DIRECTIONS –
Set down the part of the records that opens with the line containing "Provide the outline of every instance of the electrical" and closes with the line containing "85 176 L 76", including both of those lines, and copy each line exactly.

(Stored data entries)

start

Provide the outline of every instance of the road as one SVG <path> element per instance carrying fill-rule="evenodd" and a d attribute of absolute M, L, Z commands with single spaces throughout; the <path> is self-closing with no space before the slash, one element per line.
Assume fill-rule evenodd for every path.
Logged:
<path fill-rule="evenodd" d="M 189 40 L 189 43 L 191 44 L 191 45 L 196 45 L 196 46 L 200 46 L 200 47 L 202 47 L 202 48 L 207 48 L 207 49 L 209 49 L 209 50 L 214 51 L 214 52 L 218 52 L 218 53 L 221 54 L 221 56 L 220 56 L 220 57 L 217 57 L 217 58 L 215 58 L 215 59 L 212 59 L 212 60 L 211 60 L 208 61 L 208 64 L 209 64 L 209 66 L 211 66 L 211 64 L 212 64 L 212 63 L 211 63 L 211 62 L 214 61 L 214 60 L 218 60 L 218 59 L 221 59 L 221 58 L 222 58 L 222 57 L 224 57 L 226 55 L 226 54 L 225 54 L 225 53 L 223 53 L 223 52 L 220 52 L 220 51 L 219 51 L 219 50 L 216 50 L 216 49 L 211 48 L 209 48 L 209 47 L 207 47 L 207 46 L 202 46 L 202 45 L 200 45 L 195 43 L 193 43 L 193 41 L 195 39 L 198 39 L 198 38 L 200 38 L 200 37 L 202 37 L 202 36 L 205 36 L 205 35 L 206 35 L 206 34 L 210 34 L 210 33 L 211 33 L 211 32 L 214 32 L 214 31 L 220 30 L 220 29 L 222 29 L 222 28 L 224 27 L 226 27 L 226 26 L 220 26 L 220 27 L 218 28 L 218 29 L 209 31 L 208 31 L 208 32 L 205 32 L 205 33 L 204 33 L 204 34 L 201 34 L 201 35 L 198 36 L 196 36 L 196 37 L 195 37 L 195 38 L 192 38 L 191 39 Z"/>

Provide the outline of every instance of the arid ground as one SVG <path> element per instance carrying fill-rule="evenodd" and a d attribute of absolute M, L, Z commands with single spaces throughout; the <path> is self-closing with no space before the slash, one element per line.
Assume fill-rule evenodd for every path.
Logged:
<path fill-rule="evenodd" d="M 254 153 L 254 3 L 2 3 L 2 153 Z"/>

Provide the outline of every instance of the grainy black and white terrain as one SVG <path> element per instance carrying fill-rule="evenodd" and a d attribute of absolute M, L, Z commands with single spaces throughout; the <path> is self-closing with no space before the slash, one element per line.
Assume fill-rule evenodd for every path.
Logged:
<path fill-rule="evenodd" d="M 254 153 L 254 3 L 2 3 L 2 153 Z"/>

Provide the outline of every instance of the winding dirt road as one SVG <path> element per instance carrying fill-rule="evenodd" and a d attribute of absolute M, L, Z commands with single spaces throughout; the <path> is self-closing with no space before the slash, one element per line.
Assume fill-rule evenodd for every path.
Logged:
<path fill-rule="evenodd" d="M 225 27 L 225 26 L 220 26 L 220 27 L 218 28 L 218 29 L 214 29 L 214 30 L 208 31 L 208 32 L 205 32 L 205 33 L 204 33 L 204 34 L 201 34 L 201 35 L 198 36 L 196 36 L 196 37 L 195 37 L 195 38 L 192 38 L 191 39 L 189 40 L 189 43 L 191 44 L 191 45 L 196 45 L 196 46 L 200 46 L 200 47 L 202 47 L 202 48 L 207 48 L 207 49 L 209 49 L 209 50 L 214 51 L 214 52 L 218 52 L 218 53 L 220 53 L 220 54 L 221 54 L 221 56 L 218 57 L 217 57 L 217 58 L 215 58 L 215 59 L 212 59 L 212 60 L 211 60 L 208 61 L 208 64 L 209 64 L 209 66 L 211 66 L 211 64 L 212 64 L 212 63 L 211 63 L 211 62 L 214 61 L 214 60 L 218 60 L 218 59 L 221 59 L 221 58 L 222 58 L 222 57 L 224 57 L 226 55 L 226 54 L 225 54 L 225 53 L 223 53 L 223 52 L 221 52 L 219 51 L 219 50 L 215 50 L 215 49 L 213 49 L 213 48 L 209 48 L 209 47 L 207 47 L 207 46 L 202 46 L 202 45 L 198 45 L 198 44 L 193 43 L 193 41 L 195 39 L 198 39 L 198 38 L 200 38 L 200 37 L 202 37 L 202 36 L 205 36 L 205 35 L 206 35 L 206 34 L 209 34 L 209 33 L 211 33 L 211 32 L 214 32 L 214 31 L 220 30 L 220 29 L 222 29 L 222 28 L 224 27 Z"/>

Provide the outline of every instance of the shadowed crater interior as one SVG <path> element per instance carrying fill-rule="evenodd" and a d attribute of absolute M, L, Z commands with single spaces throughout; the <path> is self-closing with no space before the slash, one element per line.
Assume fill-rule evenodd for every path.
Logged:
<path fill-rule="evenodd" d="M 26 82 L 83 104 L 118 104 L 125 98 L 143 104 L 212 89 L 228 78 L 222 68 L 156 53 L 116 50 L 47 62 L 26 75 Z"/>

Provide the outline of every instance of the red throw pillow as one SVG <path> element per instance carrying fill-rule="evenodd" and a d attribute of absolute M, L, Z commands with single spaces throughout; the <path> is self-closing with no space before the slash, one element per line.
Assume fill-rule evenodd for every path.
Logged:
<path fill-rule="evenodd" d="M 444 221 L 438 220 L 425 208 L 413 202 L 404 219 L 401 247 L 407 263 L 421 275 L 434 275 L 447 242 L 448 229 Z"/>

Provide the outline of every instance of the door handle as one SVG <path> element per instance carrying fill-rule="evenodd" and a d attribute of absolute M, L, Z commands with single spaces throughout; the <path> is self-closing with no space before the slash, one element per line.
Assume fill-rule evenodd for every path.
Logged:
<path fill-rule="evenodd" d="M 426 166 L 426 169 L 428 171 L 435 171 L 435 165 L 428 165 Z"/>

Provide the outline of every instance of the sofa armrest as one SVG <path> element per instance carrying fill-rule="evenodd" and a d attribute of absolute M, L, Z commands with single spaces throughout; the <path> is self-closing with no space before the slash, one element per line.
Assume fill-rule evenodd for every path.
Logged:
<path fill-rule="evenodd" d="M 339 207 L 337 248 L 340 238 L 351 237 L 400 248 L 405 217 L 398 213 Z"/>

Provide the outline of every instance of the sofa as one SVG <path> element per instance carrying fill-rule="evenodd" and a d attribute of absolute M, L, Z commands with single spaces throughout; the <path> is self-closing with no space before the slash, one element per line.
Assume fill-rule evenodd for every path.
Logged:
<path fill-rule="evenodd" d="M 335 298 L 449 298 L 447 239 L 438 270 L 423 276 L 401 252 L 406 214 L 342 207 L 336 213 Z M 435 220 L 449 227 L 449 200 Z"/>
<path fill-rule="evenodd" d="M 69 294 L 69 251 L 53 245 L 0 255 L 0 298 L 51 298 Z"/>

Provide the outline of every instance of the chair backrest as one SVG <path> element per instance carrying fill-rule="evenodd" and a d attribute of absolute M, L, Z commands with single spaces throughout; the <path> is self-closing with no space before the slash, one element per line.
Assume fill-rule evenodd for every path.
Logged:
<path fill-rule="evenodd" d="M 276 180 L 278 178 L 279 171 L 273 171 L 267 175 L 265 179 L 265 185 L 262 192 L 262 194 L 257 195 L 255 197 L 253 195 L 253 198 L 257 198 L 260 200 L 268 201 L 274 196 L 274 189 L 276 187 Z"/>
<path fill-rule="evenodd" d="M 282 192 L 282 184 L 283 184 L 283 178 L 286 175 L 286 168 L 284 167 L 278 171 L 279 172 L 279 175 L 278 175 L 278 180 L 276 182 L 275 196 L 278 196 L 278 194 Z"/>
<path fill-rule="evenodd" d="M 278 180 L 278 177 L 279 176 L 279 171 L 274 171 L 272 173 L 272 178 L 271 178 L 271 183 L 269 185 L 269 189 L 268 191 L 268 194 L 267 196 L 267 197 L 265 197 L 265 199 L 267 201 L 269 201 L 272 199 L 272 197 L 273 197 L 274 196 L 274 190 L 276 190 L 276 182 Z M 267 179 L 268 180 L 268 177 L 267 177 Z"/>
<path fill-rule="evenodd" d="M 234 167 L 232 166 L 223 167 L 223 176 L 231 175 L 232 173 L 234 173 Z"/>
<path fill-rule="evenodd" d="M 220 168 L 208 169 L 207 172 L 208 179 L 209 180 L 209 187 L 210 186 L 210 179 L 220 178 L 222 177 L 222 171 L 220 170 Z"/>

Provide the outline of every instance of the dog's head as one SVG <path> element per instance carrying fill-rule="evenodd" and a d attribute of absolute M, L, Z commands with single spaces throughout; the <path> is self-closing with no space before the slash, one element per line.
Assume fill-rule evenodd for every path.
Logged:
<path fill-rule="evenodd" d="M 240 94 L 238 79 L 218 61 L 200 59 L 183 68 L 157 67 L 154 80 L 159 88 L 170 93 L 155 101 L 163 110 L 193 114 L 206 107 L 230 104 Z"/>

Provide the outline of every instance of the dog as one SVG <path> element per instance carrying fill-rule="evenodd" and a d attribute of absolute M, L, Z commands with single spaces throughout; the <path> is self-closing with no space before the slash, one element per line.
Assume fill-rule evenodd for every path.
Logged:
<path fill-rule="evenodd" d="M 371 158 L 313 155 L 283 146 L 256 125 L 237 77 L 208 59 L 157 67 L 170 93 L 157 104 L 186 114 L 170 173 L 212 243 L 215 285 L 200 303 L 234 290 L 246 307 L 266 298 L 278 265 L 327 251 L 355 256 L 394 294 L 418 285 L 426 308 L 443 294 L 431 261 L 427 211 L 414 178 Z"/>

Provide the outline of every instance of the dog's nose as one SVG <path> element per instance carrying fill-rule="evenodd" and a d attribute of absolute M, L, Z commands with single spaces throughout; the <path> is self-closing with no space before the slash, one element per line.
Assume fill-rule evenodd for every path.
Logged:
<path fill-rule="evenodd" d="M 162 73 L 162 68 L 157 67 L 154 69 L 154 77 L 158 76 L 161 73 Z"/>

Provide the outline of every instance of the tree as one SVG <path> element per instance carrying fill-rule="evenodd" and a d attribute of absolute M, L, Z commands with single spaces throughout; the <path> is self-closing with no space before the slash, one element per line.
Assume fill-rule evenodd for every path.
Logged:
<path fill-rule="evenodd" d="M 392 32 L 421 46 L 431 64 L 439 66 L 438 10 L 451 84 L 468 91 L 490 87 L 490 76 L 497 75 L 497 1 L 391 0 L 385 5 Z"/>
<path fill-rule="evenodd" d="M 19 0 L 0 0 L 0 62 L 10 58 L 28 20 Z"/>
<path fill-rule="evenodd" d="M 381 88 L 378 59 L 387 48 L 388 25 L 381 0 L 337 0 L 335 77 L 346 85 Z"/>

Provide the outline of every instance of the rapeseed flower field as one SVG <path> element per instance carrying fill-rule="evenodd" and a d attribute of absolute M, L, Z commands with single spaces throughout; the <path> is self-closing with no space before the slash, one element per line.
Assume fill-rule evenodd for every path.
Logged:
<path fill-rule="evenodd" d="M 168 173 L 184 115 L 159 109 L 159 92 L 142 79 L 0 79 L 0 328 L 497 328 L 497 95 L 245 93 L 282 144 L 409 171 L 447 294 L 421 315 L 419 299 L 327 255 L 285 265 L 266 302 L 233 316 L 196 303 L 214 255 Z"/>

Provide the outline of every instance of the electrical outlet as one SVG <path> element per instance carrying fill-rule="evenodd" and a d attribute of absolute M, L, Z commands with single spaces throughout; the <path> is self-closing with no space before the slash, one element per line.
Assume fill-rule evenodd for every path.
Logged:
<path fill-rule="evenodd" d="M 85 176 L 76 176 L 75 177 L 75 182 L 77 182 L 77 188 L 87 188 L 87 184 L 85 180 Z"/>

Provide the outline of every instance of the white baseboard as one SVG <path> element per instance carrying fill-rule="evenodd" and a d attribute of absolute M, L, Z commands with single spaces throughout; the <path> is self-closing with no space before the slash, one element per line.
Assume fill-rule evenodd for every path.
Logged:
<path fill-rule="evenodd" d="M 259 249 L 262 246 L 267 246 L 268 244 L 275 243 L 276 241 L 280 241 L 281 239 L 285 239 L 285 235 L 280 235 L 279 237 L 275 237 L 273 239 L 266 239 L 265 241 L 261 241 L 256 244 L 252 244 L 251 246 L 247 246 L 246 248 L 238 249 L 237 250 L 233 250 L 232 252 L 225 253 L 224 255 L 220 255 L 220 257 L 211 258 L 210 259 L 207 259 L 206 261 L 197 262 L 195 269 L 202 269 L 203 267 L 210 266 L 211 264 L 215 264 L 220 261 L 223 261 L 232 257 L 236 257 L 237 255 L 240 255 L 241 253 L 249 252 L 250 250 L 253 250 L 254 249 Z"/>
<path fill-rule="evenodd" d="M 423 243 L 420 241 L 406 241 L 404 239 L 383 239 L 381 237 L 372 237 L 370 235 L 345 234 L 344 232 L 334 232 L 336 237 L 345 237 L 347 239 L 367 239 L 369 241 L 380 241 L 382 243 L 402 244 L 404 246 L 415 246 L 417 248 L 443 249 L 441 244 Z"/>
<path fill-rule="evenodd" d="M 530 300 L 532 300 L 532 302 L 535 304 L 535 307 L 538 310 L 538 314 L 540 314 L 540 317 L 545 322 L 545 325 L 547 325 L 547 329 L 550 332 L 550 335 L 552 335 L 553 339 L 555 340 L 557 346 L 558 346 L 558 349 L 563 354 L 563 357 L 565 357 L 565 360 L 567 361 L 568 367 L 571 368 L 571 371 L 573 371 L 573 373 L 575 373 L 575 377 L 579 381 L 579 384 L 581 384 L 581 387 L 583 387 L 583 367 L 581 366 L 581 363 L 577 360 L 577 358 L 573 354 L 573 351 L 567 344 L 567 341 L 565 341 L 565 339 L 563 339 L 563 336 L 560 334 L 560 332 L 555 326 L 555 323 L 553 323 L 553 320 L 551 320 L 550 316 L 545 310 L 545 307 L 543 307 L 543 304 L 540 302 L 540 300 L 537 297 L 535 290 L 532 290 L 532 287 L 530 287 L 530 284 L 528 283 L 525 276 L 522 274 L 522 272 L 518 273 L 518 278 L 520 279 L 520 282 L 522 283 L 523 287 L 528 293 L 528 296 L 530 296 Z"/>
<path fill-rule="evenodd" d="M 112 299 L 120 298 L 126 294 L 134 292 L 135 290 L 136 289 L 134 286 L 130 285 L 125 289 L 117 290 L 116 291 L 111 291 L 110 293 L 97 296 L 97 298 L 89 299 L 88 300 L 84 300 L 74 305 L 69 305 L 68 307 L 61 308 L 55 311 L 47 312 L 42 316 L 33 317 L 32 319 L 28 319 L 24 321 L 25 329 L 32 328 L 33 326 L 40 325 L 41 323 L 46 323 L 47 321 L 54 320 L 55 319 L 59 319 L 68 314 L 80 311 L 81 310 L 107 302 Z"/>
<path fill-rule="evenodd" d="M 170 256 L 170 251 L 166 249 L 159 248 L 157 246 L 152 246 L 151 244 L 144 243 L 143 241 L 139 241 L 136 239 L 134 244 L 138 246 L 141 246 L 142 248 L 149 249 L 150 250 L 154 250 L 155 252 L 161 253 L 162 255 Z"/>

end

RESULT OF THIS TASK –
Provide the outline of every instance of the electrical outlet as one SVG <path> element per instance carrying fill-rule="evenodd" and a d attribute of absolute M, L, Z commands with single spaces throughout; the <path> is self-closing with no space before the slash, one element per line.
Assume fill-rule evenodd for every path.
Logged:
<path fill-rule="evenodd" d="M 85 176 L 76 176 L 75 177 L 75 182 L 77 182 L 77 188 L 87 188 L 87 184 L 85 180 Z"/>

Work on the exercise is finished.